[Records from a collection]
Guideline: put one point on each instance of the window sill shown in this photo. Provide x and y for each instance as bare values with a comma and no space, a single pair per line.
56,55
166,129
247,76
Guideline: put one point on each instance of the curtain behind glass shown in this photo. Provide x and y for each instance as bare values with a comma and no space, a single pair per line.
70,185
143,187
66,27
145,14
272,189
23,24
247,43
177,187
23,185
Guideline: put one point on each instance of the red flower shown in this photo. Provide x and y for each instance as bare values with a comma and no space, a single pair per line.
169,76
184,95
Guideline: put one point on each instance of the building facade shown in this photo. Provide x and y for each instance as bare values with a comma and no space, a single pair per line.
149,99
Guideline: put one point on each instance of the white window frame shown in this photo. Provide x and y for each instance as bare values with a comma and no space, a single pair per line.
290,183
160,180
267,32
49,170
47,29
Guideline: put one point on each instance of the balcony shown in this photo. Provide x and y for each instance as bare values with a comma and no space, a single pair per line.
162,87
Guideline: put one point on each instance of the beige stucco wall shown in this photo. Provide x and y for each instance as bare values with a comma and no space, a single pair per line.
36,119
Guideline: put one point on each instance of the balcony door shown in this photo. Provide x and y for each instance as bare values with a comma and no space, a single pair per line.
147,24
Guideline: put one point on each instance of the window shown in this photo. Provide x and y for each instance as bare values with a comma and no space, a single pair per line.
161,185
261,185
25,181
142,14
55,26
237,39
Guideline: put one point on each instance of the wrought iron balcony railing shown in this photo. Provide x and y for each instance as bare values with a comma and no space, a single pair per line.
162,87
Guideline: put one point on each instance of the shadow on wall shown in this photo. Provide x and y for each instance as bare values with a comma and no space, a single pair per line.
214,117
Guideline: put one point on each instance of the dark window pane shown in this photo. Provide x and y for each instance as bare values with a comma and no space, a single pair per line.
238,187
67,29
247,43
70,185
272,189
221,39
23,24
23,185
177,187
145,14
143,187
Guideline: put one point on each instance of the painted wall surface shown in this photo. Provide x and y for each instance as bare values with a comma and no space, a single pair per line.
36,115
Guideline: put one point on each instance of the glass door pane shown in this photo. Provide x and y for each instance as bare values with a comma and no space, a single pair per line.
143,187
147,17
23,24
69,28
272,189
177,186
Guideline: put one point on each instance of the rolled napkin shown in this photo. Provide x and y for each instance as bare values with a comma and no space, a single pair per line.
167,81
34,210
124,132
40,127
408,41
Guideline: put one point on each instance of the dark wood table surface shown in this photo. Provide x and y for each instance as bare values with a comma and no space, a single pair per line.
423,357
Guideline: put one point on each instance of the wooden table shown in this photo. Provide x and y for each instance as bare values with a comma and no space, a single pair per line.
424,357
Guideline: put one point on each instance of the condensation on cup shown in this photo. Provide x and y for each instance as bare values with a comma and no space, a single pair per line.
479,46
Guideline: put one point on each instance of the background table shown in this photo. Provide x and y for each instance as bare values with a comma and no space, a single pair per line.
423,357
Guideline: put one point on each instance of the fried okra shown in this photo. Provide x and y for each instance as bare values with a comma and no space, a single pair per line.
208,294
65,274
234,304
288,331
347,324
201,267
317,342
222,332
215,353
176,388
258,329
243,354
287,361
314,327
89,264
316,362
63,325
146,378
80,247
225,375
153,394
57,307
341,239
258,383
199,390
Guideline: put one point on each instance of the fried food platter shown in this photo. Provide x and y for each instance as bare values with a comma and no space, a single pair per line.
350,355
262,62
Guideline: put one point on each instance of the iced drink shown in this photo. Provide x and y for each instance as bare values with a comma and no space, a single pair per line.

Given exercise –
Starting at the line that has "Guideline: put one point on each instance of the condensation" and running to the end of the listing, write those lines out again with "fried okra" changed to "breaded okra" and nothing else altered.

Complete response –
Guideline: put one point on each instance of the condensation on cup shown in this photo. Provide x and y for each instance as bare values with a comma and no space, a single pair per line.
479,46
Guideline: put one point on each instance of the background table shown in this photo. Provide x and y for each instance as bare values with a comma and no space, a single pair per line.
423,357
Guideline: put one point on each instance of the breaded okra shown in this photo. Provide x and y for each instance as bare values with a comma and no space, a single pair per line.
208,294
65,274
234,304
288,331
347,324
201,267
317,342
222,332
215,353
176,388
258,329
243,354
287,361
314,327
89,264
316,362
63,325
146,378
80,247
225,375
153,394
57,307
341,239
258,383
199,390
Guideline: put one point on each instance of the fried food platter shown in this photo. Provide x and y for each instance as bare values with a comma and no space, a single pair per line.
350,355
262,62
Guideline: put one point on each instance of the iced drink shown in this photo. Provide x and y for each instance as bare values with a comma and no space, a single pair per line.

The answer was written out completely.